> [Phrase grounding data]
-- Opening Marker --
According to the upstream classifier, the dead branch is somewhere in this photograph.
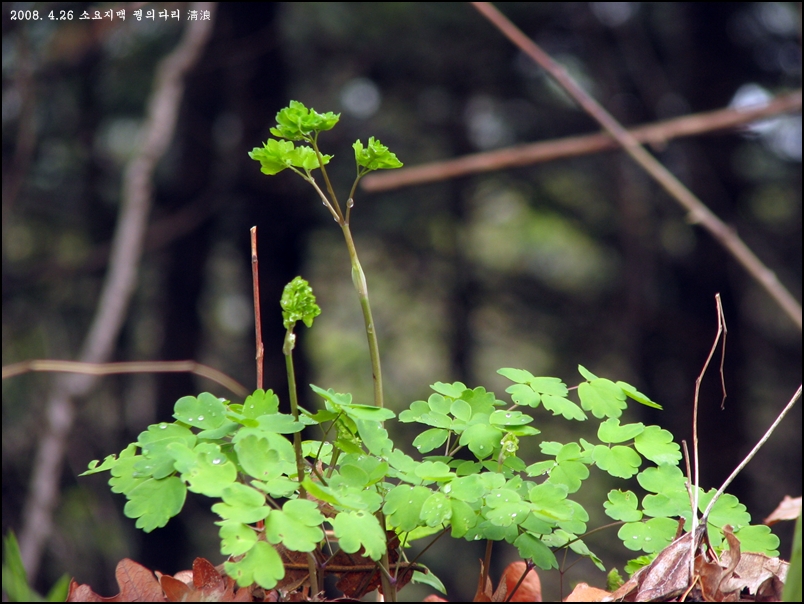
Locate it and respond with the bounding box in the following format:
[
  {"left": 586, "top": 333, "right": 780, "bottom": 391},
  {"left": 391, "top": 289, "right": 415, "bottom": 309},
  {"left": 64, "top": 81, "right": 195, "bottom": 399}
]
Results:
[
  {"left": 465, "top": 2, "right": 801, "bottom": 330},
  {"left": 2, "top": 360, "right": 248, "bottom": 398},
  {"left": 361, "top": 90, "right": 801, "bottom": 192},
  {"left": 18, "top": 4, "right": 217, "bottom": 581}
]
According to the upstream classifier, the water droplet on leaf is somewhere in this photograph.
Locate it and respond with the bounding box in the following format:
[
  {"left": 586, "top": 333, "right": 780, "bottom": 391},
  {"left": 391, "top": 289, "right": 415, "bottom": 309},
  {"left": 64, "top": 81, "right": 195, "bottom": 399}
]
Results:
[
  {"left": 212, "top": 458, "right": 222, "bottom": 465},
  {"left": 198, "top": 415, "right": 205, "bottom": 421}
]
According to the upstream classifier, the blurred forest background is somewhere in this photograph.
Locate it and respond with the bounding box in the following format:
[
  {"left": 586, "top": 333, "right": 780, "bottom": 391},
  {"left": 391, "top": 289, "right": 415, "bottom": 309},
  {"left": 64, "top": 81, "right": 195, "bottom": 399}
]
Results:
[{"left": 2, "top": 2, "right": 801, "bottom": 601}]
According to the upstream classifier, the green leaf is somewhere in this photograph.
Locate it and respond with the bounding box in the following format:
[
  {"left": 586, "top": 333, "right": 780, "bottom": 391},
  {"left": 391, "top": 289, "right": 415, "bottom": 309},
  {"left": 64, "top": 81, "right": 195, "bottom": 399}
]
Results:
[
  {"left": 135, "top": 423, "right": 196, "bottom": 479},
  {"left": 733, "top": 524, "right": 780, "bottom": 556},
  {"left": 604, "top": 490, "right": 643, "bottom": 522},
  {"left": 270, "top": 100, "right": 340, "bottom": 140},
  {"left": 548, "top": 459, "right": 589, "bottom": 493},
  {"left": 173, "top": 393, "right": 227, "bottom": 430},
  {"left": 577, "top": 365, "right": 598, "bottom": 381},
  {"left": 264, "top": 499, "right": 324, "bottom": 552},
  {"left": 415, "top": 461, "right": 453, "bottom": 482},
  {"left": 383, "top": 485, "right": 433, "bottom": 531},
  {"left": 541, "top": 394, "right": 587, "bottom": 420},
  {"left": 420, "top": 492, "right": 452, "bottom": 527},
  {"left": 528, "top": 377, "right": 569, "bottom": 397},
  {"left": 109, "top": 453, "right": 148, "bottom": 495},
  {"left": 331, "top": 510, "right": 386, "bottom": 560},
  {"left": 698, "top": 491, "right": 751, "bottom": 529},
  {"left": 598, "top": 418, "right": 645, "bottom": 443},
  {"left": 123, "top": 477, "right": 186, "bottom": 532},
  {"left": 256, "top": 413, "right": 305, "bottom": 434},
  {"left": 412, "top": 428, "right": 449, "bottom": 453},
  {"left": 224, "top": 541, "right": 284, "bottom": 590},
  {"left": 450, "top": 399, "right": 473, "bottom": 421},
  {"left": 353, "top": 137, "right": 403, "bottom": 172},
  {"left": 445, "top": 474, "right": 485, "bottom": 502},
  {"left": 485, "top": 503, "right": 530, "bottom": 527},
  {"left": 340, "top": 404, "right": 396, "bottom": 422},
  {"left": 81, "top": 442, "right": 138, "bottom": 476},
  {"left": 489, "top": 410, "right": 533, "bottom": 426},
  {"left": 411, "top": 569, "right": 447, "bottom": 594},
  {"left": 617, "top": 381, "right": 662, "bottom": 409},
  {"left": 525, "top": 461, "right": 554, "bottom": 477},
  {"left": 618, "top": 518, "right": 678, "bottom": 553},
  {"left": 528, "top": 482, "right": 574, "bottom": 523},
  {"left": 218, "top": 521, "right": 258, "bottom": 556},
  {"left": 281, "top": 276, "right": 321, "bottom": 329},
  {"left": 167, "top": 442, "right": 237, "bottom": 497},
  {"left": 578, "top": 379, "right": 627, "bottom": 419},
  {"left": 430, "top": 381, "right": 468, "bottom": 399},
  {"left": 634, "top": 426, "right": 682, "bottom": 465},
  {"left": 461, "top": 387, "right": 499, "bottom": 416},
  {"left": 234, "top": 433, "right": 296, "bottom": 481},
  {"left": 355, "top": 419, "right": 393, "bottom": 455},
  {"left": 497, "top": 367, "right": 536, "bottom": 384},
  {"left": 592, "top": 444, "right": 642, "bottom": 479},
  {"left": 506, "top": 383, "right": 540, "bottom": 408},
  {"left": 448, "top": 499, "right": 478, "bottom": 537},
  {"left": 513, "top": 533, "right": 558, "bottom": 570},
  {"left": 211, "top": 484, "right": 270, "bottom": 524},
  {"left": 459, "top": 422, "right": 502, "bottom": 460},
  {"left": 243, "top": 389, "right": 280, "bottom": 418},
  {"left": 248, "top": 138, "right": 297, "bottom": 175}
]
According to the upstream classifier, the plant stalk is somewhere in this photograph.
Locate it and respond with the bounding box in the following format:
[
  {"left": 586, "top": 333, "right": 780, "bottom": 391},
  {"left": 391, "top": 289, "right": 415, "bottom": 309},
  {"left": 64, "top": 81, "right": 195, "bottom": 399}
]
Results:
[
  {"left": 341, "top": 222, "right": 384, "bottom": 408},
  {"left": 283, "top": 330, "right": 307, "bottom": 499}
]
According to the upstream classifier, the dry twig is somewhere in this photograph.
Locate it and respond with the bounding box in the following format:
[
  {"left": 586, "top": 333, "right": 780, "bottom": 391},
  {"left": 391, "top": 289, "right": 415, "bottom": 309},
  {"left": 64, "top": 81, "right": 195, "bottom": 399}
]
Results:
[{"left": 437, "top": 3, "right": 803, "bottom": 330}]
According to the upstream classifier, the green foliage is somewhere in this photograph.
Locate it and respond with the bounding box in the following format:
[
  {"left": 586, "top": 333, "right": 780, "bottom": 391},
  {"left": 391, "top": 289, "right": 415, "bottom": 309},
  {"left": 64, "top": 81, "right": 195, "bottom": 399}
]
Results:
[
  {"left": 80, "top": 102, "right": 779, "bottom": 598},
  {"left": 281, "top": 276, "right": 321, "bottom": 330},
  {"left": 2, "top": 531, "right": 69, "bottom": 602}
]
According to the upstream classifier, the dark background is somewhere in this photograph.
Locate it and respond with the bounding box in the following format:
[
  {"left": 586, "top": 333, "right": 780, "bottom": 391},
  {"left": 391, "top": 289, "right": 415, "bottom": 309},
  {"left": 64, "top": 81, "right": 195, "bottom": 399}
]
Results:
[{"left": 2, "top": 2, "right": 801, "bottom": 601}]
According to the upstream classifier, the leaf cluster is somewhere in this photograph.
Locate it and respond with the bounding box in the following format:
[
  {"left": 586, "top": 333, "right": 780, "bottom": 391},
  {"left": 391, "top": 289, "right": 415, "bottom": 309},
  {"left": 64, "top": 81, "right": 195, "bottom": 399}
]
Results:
-- Closing Marker --
> [WHAT THE TASK REQUIRES] Take every line above where "background" appears and copy it.

> [ANSWER TO THE PROBLEM]
According to the upstream classifier, the blurred forest background is somewhere in this photograph.
According to the upstream classifier, the dark background is somewhere in this photograph.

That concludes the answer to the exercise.